_What you have to do_
Quote each line exactly, from the line that contains "Annotate every instance of the safety harness" down to the last line of the listing, and no other lines.

_Material for the task_
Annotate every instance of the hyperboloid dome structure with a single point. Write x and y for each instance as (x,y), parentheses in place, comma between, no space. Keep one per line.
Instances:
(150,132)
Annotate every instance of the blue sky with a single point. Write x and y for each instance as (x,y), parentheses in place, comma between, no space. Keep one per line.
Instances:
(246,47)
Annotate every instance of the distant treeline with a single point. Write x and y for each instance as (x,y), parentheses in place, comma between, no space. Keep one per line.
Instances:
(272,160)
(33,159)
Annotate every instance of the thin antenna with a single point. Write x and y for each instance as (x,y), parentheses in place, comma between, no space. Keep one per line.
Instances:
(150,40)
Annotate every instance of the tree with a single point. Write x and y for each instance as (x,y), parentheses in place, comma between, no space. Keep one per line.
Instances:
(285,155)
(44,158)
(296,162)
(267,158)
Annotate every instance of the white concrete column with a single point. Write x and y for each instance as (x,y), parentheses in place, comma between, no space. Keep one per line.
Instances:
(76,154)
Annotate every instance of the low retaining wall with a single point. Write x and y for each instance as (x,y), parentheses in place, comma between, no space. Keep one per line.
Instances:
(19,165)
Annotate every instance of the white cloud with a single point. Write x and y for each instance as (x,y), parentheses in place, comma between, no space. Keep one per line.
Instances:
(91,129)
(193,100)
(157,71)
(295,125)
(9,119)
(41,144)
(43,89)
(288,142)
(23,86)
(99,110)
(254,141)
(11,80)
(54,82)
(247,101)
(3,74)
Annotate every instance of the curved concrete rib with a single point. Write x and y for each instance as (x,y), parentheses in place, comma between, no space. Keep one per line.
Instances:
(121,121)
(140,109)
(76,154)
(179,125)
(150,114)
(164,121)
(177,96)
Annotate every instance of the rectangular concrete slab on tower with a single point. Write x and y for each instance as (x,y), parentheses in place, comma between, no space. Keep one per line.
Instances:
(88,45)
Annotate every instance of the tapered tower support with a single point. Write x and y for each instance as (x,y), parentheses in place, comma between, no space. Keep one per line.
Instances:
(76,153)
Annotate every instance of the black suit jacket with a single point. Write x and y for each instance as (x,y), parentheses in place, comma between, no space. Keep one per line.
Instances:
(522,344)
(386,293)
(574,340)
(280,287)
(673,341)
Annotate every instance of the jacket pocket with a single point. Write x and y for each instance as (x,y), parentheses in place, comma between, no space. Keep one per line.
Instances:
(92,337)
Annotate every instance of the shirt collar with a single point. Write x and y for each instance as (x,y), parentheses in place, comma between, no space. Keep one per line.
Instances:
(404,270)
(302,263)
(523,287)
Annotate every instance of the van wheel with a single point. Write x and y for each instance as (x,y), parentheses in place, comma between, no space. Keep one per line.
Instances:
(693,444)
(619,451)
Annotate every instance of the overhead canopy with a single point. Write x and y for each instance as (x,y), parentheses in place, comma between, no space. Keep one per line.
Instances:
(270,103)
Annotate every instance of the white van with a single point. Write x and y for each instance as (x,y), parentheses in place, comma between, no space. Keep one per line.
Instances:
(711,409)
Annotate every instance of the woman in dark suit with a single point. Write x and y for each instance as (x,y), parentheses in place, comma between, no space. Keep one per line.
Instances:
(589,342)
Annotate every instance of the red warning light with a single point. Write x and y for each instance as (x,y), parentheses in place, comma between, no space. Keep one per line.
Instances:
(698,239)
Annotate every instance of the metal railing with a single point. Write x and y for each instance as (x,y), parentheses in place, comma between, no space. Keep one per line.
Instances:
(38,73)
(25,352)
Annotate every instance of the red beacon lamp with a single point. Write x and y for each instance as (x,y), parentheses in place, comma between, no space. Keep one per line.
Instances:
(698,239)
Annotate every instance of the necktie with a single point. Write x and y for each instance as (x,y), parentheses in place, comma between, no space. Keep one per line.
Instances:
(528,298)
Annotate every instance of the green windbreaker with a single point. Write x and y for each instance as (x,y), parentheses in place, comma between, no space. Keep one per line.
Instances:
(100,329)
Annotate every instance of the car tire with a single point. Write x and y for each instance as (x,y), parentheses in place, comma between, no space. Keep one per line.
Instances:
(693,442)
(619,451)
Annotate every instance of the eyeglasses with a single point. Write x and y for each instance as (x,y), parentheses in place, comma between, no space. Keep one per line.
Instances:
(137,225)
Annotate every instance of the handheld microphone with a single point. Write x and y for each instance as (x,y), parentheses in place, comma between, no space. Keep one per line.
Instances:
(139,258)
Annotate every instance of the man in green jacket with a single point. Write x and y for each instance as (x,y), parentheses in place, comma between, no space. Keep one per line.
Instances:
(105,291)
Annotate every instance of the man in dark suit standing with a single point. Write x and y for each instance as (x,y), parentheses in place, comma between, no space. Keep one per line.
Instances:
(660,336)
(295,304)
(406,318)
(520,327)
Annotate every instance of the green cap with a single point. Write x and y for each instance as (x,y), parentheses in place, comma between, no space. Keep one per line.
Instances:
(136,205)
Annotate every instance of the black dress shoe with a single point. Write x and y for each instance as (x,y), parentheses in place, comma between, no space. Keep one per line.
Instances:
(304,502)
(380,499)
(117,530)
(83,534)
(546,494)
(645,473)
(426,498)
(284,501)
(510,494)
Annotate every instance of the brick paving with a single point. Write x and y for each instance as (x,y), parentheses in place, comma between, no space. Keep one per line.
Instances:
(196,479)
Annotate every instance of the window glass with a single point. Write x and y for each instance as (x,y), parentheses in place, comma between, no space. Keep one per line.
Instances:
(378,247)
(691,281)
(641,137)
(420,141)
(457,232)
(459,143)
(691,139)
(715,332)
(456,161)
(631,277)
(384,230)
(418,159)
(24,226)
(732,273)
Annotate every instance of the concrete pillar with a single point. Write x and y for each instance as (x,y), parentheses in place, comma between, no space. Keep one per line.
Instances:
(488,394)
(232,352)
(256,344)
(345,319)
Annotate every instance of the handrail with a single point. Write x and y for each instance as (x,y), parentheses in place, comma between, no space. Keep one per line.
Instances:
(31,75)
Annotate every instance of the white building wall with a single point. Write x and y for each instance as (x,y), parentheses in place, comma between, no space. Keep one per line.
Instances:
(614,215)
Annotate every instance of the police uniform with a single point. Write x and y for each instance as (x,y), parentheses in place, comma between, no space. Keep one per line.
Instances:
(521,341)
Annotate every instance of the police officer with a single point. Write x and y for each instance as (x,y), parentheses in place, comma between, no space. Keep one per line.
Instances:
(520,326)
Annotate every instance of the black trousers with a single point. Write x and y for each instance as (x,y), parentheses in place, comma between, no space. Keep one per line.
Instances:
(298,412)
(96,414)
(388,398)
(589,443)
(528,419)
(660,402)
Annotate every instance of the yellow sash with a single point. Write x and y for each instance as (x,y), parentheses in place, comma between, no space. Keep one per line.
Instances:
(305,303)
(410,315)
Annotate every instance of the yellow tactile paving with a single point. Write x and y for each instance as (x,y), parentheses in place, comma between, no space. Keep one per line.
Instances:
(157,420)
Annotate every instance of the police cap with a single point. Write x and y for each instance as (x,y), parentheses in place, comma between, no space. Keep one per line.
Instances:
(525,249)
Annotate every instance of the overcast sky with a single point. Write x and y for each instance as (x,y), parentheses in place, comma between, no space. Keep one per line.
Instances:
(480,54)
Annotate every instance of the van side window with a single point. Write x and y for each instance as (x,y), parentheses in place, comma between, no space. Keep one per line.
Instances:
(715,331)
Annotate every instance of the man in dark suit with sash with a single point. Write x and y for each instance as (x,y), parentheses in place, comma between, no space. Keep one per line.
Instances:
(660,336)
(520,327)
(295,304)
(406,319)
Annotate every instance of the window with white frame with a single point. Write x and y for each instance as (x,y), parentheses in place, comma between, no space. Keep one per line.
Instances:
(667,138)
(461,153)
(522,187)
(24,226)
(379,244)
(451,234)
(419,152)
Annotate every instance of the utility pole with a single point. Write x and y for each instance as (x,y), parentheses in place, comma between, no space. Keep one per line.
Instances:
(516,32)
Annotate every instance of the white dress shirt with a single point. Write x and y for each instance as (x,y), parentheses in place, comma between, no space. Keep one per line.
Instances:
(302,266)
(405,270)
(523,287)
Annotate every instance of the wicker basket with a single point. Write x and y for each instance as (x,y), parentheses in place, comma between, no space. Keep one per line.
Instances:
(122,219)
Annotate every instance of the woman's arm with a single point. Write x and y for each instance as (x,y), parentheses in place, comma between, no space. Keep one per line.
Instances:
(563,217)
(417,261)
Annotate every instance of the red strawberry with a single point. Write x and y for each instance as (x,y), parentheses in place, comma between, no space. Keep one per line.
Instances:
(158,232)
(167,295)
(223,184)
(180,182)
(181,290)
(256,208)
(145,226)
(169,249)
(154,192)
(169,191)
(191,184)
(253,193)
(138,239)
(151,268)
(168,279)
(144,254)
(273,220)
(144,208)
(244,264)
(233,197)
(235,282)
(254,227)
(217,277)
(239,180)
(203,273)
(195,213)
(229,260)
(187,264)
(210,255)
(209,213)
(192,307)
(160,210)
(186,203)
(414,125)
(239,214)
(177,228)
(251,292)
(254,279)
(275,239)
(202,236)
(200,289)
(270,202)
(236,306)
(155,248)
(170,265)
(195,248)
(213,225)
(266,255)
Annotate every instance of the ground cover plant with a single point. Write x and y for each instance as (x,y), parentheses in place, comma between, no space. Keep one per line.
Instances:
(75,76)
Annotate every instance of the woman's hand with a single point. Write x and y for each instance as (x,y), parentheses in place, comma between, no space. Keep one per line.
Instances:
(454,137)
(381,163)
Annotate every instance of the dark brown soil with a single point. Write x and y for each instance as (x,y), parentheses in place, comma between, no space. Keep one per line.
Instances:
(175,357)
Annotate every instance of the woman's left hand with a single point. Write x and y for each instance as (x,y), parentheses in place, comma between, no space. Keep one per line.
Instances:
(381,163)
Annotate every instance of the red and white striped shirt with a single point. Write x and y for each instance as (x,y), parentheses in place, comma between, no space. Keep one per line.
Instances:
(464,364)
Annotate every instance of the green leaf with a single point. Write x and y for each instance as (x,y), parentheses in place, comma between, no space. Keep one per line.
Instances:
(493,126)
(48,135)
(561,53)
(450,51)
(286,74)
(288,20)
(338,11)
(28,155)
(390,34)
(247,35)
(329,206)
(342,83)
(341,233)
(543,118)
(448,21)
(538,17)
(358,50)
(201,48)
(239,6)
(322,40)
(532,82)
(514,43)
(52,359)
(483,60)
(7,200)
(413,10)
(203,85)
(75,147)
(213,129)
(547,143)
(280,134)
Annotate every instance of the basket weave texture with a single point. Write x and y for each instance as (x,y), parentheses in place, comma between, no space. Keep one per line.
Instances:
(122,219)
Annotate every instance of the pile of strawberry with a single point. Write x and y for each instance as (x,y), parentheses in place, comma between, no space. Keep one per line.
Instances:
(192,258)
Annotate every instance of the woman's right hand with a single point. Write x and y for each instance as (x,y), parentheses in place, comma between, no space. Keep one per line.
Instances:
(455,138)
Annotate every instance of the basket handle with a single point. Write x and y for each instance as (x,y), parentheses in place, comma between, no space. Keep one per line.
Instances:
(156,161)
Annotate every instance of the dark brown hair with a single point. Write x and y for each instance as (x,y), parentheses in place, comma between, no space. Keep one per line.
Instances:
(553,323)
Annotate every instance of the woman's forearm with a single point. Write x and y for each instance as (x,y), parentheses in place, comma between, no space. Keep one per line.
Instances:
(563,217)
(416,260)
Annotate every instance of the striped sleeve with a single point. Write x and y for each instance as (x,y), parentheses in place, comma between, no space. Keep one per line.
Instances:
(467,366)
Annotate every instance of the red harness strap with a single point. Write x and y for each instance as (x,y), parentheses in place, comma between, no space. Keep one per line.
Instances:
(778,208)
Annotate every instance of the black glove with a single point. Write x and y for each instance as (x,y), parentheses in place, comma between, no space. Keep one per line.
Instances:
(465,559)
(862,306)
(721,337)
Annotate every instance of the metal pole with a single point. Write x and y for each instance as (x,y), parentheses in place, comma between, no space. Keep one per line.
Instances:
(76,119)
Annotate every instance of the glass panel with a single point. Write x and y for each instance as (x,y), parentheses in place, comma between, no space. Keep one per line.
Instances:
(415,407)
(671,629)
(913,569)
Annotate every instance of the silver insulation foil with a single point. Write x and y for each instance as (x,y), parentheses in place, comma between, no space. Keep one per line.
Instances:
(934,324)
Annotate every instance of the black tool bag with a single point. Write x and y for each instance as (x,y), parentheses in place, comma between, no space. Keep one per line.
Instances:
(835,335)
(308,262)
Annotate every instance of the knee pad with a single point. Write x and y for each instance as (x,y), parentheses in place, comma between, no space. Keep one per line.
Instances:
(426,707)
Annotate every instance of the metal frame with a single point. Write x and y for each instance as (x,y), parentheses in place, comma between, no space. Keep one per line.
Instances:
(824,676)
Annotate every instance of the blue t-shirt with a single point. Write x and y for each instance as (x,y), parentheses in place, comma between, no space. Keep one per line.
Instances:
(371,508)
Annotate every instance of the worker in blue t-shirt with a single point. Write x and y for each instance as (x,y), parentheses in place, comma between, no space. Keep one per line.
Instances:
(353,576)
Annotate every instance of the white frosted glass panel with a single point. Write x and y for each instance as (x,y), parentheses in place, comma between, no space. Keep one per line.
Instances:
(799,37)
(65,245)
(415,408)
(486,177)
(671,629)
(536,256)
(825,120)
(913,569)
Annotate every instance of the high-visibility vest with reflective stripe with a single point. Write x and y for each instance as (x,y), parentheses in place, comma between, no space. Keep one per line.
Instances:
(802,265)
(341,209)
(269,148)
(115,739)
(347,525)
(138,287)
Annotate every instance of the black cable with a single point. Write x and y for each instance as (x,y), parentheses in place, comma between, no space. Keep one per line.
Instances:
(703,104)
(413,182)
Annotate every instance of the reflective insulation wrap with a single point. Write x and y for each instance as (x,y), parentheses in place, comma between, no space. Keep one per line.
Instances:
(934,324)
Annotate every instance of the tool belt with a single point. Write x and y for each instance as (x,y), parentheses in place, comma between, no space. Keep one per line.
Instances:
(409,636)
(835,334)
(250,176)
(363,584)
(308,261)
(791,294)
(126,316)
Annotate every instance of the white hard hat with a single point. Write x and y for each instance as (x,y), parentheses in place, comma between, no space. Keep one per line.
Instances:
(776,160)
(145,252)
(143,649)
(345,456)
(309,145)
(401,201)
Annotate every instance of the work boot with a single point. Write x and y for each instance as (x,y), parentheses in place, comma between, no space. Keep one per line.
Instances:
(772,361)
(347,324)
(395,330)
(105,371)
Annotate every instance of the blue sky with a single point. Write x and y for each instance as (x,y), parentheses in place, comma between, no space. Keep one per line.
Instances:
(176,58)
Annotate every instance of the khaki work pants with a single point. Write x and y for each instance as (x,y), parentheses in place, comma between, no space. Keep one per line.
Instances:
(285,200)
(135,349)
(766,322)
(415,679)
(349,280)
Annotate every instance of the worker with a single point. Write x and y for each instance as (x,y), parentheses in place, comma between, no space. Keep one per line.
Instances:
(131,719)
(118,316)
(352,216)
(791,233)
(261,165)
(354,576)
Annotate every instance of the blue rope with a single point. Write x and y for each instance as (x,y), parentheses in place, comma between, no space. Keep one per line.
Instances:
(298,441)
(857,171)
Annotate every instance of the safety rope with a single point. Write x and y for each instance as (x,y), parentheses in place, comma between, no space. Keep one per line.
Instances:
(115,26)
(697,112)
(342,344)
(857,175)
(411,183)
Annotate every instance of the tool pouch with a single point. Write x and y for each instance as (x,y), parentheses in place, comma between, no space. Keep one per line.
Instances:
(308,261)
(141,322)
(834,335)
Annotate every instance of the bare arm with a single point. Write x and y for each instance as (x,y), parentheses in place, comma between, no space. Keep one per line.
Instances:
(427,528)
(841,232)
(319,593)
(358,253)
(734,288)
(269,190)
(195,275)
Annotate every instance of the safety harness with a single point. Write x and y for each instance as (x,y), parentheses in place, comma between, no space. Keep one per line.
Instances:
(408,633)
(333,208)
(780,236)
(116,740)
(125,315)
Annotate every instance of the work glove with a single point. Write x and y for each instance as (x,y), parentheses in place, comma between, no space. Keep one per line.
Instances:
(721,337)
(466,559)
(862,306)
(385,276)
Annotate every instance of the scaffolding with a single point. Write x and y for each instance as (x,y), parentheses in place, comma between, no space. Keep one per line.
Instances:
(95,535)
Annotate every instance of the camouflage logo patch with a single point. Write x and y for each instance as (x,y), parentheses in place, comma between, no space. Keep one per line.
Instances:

_Correct result_
Annotate every instance of the safety harness with a single point. Write x and y for each instance as (x,y), parentheses in place, comma between, no space. Keep one per line.
Instances:
(408,633)
(333,208)
(780,236)
(116,740)
(125,315)
Annotate every instance of the work glove with a single point. Write x and y for each instance as (x,y), parentheses in place, comma between, no space. Keep one per line.
Instances:
(721,337)
(466,559)
(862,306)
(385,276)
Annotate every instance of the scaffolding with a single point. Write x and y for each instance as (x,y), parentheses in place, comma between, no space. Keep one per line.
Instances:
(95,535)
Annotate every instance of the camouflage logo patch with a single point. Write x and y for each instance as (x,y), parentheses in place, comma between, no space. Keep one per line.
Instances:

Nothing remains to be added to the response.